## BEREITGESTELLTER TEXT
━━━━━━━━━━

Entscheidungsstichwort (Thema)

Außerordentliche Kündigung. Unwirksame außerordentliche Kündigung gegenüber einem ordentlich unkündbaren Arbeitnehmer wegen des Verdachts der Privatnutzung des Diensthandys. Verdacht der Privatnutzung des Diensthandys. Zumutbarkeit der ordentlichen Kündigung

 

Leitsatz (redaktionell)

1. Benutzt der Arbeitnehmer ein vom Arbeitgeber zur Verfügung gestellten Diensthandy, um auf dessen Kosten heimlich umfangreiche Privattelefonate zu führen, stellt dies an sich einen wichtigen Grund i.S.d. § 626 Abs. 1 BGB für eine außerordentliche Kündigung des Arbeitsverhältnisses dar.

2. Auf die Einhaltung des Gleichbehandlungsgrundsatzes kann sich der Arbeitnehmer i.d.R. nicht berufen, da bei der Prüfung des wichtigen Grundes i.S.d. § 626 Abs. 1 BGB die Umstände des jeweiligen Einzelfalls umfassend abzuwägen sind.

3. Kündigt der Arbeitgeber bei gleicher Ausgangslage im Sinne einer gleichartigen Pflichtverletzung nicht allen daran beteiligten Arbeitnehmern, lässt sich daraus der Schluss ziehen, dass es für ihn zumutbar ist, das Arbeitsverhältnis auch mit dem gekündigten Arbeitnehmer fortzusetzen.

 

Normenkette

BGB § 626

 

Verfahrensgang

ArbG Frankfurt am Main (Entscheidung vom 27.10.2010; Aktenzeichen 14 Ca 2006/10)

 

Tenor

Die Berufung der Beklagten gegen das Urteil des Arbeitsgerichts Frankfurt am Main vom 27. Oktober 2010, 14 Ca 2006/10, wird auf ihre Kosten zurückgewiesen.

Die Revision wird nicht zugelassen.

 

Tatbestand

Die Parteien streiten auch im Berufungsrechtszug über die Wirksamkeit außerordentlicher fristlos bzw. hilfsweise mit Auslauffrist ausgesprochener Arbeitgeberkündigungen und um Weiterbeschäftigung.

Wegen des unstreitigen Sachverhalts, des Vortrags der Parteien im ersten Rechtszug und der dort gestellten Anträge wird auf den Tatbestand der angefochtenen Entscheidung Bezug genommen (Bl. 464 bis 471 d.A.). Dies erfolgt mit folgenden Ergänzungen:

Die ursprüngliche Beklagte (A, eingetragen im Handelsregister des Amtsgerichts B unter HRB C) hat ihr Vermögen als Ganzes im Wege der Umwandlung durch Aufspaltung auf verschiedene Gesellschaften übertragen, ua. den Betrieb ZD auf die jetzige Beklagte (eingetragen im Handelsregister des Amtsgerichts B unter HRB D). Die entsprechenden Eintragungen im Handelsregister erfolgten am 01. Juli 2011 bzw. 17. Juni 2011. Die (jetzige) Beklagte hat den Rechtsstreit mit Schriftsatz vom 24. Juli 2011 aufgenommen.

━━━━━━━━━━

## BEREITGESTELLTE DATEN
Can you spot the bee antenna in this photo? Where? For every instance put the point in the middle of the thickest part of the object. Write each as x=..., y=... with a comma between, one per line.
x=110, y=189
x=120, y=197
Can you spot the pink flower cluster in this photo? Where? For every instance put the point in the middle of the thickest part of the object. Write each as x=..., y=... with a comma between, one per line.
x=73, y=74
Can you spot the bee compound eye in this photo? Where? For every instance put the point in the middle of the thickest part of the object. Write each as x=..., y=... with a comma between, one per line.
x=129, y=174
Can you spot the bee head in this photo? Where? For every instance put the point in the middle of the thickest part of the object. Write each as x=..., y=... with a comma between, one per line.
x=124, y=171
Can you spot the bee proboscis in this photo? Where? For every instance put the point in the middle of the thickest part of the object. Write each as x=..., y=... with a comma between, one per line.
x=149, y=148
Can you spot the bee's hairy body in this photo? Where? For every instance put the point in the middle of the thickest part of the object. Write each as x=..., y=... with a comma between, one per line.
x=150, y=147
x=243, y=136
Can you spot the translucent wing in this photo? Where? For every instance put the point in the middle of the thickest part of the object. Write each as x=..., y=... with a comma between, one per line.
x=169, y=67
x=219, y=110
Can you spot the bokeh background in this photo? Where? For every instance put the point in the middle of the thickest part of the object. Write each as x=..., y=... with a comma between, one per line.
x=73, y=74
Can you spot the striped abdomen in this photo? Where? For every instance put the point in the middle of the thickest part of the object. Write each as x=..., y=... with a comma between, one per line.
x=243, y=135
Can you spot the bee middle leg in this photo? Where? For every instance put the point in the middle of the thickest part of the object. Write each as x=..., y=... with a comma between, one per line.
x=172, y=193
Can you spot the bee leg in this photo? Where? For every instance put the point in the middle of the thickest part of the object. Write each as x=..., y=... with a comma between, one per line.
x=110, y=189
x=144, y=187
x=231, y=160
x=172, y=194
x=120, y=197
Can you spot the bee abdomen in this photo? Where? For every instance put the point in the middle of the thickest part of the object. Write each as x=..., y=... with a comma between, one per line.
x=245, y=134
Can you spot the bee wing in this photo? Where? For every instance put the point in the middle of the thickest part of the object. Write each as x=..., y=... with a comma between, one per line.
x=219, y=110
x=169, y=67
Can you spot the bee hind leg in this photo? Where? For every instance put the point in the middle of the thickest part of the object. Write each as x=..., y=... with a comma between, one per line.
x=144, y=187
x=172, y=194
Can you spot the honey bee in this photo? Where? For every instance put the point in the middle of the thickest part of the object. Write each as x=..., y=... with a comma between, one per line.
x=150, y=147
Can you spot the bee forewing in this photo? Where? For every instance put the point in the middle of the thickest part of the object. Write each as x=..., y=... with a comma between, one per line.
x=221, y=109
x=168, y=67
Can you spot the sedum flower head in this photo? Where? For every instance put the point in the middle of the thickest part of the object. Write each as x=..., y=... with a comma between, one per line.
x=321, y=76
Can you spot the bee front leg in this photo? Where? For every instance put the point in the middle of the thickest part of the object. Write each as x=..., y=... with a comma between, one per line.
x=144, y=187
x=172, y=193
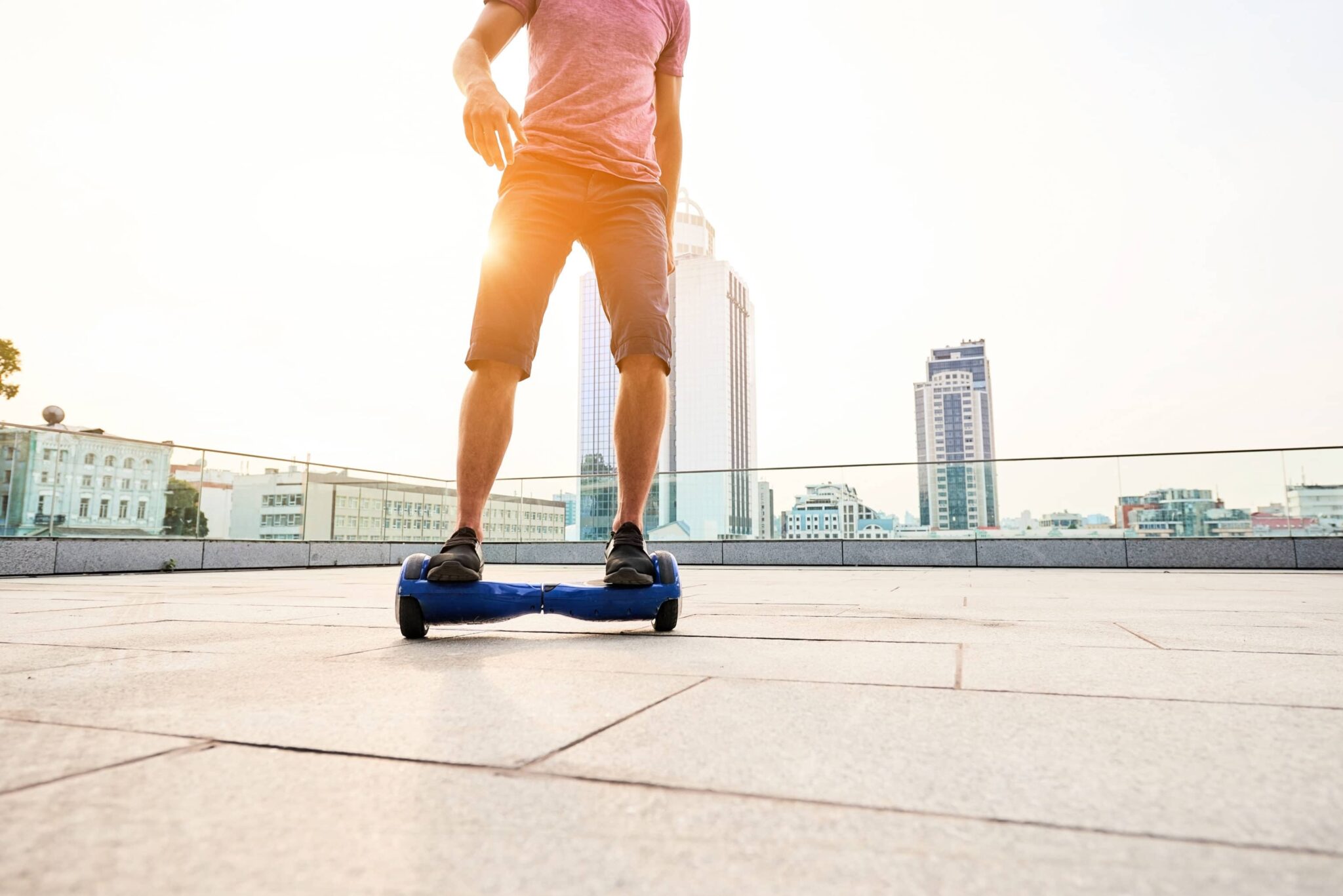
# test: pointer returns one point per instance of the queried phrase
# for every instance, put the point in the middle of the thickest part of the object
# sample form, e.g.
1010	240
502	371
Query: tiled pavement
820	730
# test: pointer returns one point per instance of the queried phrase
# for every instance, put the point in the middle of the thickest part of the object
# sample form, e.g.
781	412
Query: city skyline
954	427
993	202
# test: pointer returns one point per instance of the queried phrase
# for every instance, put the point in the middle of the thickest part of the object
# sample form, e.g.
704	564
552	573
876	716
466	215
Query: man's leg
628	238
484	431
641	410
534	226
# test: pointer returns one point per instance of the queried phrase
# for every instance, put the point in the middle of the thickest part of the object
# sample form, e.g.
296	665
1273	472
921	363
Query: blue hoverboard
422	604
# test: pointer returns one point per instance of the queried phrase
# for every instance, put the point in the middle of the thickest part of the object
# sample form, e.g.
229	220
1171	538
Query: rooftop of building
803	730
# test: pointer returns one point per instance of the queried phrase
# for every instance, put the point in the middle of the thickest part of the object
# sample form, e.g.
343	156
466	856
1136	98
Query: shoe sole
453	572
629	578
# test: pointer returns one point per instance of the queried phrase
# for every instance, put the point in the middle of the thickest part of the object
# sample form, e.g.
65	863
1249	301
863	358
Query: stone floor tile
26	657
34	754
442	711
235	820
1174	674
932	665
1138	766
1080	633
1321	638
273	640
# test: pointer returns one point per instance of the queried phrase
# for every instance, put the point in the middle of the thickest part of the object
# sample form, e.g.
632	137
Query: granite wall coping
1212	554
348	554
943	553
27	556
1051	553
127	555
43	556
1319	554
254	555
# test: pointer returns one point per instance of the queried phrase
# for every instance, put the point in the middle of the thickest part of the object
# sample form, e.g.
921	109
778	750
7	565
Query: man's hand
487	120
488	116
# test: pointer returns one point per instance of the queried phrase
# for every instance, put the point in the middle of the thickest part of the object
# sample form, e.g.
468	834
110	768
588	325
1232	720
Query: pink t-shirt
593	64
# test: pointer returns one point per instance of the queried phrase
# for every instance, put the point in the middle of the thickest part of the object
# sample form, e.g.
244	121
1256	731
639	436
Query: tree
183	511
9	367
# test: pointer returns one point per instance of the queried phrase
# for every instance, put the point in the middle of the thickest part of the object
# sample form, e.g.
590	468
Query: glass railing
60	482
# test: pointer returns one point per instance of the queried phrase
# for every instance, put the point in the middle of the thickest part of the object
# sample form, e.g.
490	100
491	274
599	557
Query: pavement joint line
524	771
926	813
394	646
191	747
1139	637
625	718
87	646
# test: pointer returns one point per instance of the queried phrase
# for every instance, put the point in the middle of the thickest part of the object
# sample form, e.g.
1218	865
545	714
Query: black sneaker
628	559
460	560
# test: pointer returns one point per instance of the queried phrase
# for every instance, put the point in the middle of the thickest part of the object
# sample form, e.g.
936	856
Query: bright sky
256	225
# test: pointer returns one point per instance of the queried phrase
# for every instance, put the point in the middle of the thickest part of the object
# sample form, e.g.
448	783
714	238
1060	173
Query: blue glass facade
958	486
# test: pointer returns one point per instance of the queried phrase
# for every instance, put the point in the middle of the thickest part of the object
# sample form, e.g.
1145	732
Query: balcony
803	730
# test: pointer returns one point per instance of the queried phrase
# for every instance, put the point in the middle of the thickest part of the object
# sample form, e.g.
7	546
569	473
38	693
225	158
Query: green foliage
9	367
183	512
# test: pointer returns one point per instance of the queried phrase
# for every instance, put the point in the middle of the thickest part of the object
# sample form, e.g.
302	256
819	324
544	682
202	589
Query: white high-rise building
958	485
712	403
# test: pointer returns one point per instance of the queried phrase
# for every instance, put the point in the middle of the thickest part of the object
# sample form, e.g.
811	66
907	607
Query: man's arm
666	143
487	117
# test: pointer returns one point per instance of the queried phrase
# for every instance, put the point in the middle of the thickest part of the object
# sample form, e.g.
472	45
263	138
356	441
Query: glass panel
548	507
57	482
1056	499
1199	495
252	497
1313	494
421	512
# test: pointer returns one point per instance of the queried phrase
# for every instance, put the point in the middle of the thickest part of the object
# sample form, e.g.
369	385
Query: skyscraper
712	402
954	418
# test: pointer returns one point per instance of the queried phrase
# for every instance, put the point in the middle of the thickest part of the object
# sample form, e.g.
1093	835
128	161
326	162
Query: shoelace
460	540
625	537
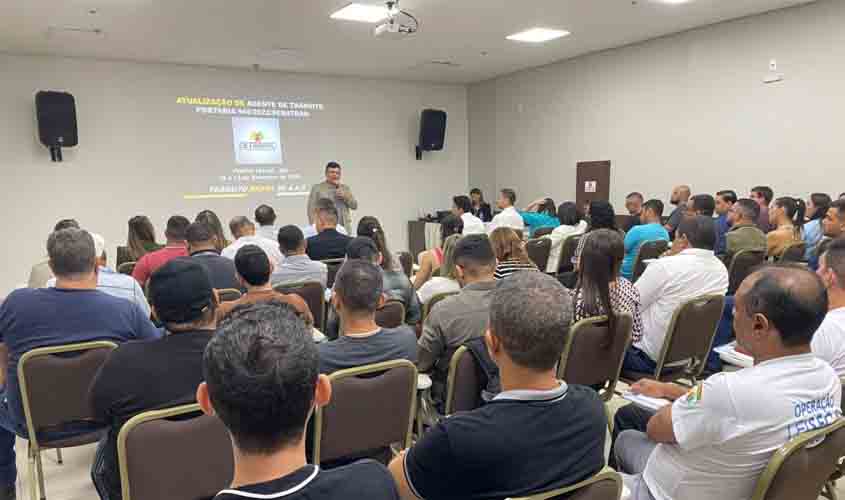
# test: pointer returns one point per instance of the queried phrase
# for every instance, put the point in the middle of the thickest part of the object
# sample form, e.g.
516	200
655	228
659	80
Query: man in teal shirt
651	229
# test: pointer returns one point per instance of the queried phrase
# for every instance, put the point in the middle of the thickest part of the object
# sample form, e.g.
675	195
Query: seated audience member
357	295
744	233
715	440
787	217
462	207
447	282
538	434
763	196
432	260
396	286
679	198
141	376
508	217
244	232
829	340
650	229
328	243
297	266
265	216
480	208
834	221
817	207
262	381
510	253
539	214
202	246
72	312
670	281
112	283
139	242
253	273
634	206
572	223
724	201
601	291
176	246
40	273
457	319
211	220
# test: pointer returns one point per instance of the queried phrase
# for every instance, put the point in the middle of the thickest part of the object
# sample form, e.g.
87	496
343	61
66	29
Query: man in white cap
113	283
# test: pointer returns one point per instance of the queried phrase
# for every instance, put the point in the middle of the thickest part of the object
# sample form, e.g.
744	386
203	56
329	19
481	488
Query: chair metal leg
40	471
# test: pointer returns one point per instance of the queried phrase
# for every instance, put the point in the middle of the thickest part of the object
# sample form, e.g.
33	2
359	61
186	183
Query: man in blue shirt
724	201
74	311
650	229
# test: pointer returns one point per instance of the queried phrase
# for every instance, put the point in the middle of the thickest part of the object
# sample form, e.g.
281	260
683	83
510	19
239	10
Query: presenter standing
340	194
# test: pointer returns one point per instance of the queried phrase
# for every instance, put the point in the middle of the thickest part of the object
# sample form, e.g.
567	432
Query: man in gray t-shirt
357	294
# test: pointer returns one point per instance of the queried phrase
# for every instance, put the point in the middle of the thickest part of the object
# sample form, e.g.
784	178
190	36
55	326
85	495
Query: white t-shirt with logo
829	340
729	427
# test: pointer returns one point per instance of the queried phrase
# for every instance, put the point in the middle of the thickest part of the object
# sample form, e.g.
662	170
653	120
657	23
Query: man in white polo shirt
714	441
508	217
829	340
669	282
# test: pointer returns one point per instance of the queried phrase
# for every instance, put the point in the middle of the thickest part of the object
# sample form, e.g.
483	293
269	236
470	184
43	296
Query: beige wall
689	108
139	152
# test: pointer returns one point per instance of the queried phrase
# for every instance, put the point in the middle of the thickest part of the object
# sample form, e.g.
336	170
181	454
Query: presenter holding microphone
340	194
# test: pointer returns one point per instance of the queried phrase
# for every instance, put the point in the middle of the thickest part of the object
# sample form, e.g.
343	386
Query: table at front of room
422	236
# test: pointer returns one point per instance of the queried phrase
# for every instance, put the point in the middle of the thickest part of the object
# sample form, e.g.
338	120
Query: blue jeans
638	361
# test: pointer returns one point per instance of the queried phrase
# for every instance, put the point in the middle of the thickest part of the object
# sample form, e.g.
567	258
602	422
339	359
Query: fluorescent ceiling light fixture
537	35
363	13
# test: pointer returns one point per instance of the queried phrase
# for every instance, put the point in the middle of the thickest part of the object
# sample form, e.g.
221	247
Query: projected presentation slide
259	164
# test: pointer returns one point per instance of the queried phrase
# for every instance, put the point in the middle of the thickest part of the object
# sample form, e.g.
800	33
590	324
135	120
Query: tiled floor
72	480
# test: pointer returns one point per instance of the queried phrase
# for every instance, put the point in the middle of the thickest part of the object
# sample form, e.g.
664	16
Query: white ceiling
240	33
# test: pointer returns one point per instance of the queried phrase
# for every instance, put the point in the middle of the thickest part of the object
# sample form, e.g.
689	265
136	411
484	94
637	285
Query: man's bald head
786	298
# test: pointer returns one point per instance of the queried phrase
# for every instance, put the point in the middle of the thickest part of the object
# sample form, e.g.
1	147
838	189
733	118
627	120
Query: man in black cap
141	376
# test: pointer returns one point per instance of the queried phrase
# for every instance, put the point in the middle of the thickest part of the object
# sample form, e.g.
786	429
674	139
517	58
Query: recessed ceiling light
365	13
537	35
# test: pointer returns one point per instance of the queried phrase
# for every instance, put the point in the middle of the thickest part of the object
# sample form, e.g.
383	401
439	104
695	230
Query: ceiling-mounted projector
394	27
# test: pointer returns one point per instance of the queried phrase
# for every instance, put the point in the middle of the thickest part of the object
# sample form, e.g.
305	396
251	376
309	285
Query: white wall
139	151
689	108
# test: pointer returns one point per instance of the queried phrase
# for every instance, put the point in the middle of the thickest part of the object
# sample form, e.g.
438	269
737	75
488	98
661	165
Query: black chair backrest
567	252
742	264
648	250
538	251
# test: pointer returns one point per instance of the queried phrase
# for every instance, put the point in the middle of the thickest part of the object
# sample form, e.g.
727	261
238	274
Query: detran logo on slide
257	141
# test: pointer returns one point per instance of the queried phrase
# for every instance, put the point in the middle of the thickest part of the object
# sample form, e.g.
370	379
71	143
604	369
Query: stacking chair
313	293
391	314
464	383
648	250
593	355
794	252
689	339
126	268
228	294
372	407
538	251
54	383
567	252
174	454
334	267
800	469
741	266
606	485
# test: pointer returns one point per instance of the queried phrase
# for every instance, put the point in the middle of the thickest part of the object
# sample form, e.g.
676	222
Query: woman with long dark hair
210	219
432	260
601	290
787	216
817	207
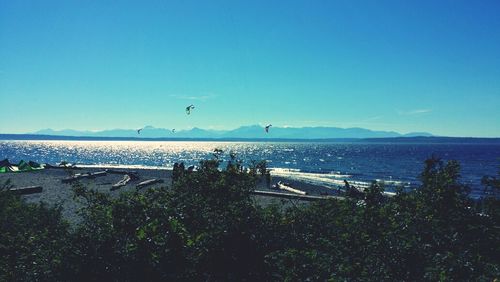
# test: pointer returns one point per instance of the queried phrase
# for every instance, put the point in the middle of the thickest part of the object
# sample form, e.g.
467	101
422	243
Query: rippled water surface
323	163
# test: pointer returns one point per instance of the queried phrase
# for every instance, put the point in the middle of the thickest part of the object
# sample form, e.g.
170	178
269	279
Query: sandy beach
55	192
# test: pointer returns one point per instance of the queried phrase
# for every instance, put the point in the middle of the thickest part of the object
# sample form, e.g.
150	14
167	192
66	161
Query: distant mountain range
244	132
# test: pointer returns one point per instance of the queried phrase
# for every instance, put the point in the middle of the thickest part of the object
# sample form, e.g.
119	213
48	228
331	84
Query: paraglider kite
189	108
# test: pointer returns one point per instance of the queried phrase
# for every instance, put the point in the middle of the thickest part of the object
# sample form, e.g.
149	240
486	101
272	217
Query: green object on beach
22	166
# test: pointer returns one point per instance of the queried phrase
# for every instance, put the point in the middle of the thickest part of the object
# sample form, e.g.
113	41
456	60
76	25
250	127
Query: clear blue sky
386	65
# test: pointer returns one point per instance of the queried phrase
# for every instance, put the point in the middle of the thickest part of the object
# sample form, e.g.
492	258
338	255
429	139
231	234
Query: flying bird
189	108
267	128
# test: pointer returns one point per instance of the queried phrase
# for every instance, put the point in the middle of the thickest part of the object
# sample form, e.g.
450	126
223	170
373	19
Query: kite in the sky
189	108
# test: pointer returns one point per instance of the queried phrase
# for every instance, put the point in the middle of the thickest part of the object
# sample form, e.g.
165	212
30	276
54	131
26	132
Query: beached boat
287	187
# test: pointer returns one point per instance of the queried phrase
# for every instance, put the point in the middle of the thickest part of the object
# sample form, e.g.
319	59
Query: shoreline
57	193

━━━━━━━━━━

## AUFGABEN
• a. Drucken Sie aus dem bereitgestellten Text den Abschnitt, der mit „Leitsatz (redaktionell)“ beginnt und sich bis einschließlich „gekündigten Arbeitnehmer fortzusetzen.“ fortsetzt.
• b. Mit welchem Schriftsatz hat die jetzige Beklagte den Rechtsstreit laut dem bereitgestellten Text aufgenommen?

## LÖSUNGEN
• a.
Leitsatz (redaktionell)

1. Benutzt der Arbeitnehmer ein vom Arbeitgeber zur Verfügung gestellten Diensthandy, um auf dessen Kosten heimlich umfangreiche Privattelefonate zu führen, stellt dies an sich einen wichtigen Grund i.S.d. § 626 Abs. 1 BGB für eine außerordentliche Kündigung des Arbeitsverhältnisses dar.

2. Auf die Einhaltung des Gleichbehandlungsgrundsatzes kann sich der Arbeitnehmer i.d.R. nicht berufen, da bei der Prüfung des wichtigen Grundes i.S.d. § 626 Abs. 1 BGB die Umstände des jeweiligen Einzelfalls umfassend abzuwägen sind.

3. Kündigt der Arbeitgeber bei gleicher Ausgangslage im Sinne einer gleichartigen Pflichtverletzung nicht allen daran beteiligten Arbeitnehmern, lässt sich daraus der Schluss ziehen, dass es für ihn zumutbar ist, das Arbeitsverhältnis auch mit dem gekündigten Arbeitnehmer fortzusetzen.

• b. Mit Schriftsatz vom 24. Juli 2011.